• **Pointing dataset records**
=-=-=

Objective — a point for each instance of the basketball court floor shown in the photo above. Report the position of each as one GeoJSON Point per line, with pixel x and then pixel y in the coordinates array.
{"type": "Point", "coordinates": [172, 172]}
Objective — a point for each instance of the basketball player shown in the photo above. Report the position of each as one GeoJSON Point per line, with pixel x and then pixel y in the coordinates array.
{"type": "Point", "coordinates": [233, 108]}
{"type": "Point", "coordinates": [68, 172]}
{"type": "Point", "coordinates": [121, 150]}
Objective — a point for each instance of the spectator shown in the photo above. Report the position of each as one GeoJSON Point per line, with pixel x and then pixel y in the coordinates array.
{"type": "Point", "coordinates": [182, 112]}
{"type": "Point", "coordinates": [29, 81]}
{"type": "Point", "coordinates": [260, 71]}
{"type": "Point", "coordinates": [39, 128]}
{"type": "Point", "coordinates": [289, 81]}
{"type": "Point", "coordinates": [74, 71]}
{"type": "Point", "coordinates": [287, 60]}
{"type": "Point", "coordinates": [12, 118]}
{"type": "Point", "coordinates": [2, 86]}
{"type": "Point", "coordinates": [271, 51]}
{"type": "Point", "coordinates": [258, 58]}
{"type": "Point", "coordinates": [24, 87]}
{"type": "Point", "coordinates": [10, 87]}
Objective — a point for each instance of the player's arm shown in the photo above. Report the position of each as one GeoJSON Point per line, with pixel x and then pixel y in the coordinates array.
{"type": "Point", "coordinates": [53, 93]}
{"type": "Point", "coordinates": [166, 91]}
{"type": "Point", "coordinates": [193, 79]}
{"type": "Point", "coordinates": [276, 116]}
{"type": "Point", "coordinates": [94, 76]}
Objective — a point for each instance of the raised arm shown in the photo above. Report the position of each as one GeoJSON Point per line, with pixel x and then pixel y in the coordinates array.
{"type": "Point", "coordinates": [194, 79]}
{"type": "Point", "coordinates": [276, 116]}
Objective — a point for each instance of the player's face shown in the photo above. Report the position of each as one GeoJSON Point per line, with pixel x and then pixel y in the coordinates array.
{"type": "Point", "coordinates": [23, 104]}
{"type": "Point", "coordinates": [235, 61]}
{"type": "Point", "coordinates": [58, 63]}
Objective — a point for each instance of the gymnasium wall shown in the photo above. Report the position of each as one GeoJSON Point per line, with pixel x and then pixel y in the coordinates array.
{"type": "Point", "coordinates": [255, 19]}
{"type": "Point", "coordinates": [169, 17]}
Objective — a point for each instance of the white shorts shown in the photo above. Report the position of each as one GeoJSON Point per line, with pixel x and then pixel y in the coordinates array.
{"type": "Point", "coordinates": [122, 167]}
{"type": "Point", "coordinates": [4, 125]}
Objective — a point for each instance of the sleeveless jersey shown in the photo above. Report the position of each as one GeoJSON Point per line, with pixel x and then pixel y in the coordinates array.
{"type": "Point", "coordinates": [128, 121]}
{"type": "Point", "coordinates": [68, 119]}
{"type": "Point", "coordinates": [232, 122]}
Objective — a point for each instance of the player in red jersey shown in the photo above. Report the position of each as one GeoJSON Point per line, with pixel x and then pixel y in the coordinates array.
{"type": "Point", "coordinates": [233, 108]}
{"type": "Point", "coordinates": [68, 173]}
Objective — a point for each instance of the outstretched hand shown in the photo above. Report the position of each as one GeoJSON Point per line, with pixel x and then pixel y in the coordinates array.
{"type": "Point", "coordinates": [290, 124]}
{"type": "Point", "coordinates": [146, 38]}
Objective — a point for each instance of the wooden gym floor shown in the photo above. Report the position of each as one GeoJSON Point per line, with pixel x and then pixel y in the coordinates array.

=-=-=

• **DIRECTIONS FOR THIS TASK**
Please reproduce every line of the material word for word.

• **COMPLETE OUTPUT**
Objective — a point for each instance of the basketball court floor shown in the photo above. Report the position of each as one GeoJSON Point per line, with pixel x and then pixel y in the coordinates array.
{"type": "Point", "coordinates": [172, 172]}
Objective — a point for each instance of the basketball player shown in the photo above. Report the position of each as one GeoJSON Point per line, with pixel x and then pixel y in the coordinates array.
{"type": "Point", "coordinates": [233, 108]}
{"type": "Point", "coordinates": [68, 172]}
{"type": "Point", "coordinates": [121, 150]}
Objective — a point for each instance of the spectator shown in the photo above. Report the position of each as one GeoJSON Point per line, with pixel x and then pixel y in the coordinates array.
{"type": "Point", "coordinates": [182, 112]}
{"type": "Point", "coordinates": [29, 81]}
{"type": "Point", "coordinates": [260, 71]}
{"type": "Point", "coordinates": [39, 128]}
{"type": "Point", "coordinates": [289, 81]}
{"type": "Point", "coordinates": [74, 71]}
{"type": "Point", "coordinates": [287, 60]}
{"type": "Point", "coordinates": [12, 118]}
{"type": "Point", "coordinates": [2, 86]}
{"type": "Point", "coordinates": [271, 51]}
{"type": "Point", "coordinates": [258, 58]}
{"type": "Point", "coordinates": [24, 87]}
{"type": "Point", "coordinates": [10, 87]}
Objective — a point for each instance of the player's arm shown in the photo above. Report the position of each as one GeoJSON Point per line, with pixel x and then pixel y in the coordinates array.
{"type": "Point", "coordinates": [53, 93]}
{"type": "Point", "coordinates": [166, 91]}
{"type": "Point", "coordinates": [193, 79]}
{"type": "Point", "coordinates": [276, 116]}
{"type": "Point", "coordinates": [94, 76]}
Objective — a point for each instance of the raised arm shown in the photo above. Report the position of each as one GeoJSON Point per line, with pixel x and then pixel y in the coordinates array.
{"type": "Point", "coordinates": [194, 79]}
{"type": "Point", "coordinates": [276, 116]}
Objective — a point for each instance of the player's face shown in the photo above. Report the position of each as one GeoJSON Point per line, with pixel x and then pixel y in the coordinates array.
{"type": "Point", "coordinates": [23, 104]}
{"type": "Point", "coordinates": [235, 61]}
{"type": "Point", "coordinates": [58, 63]}
Objective — a point for each instance of the gymnasium wall shown in the photo above. Report the position of each as one GeoJSON Point per line, with pixel x and then pixel y in the coordinates array.
{"type": "Point", "coordinates": [255, 19]}
{"type": "Point", "coordinates": [169, 17]}
Objective — a point for each instance of the white shorts shown in the photo above. Report the position of each as one GeoJSON Point per line, with pixel x and then pixel y in the coordinates array.
{"type": "Point", "coordinates": [122, 167]}
{"type": "Point", "coordinates": [4, 125]}
Objective — a point for each instance of the sleeveless jersey shown in the photo above. Report the position of each as one GeoJSON Point per line, with pixel x and then pixel y in the coordinates array.
{"type": "Point", "coordinates": [128, 121]}
{"type": "Point", "coordinates": [68, 119]}
{"type": "Point", "coordinates": [232, 122]}
Objective — a point for each instance of the player in red jersey shown in the photo above. Report the position of each as one GeoJSON Point per line, with pixel x and then pixel y in the coordinates array.
{"type": "Point", "coordinates": [233, 108]}
{"type": "Point", "coordinates": [68, 173]}
Objective — a point for each instance of the outstretched hand shown in the photo above. Report the position of each as one GeoJSON Point per line, with pixel x and then pixel y in the coordinates array.
{"type": "Point", "coordinates": [290, 124]}
{"type": "Point", "coordinates": [146, 38]}
Objective — a point for each instance of the wooden gym floor shown in the photo above. Report the position of each as one GeoJSON Point per line, with pixel x and then pixel y in the coordinates array.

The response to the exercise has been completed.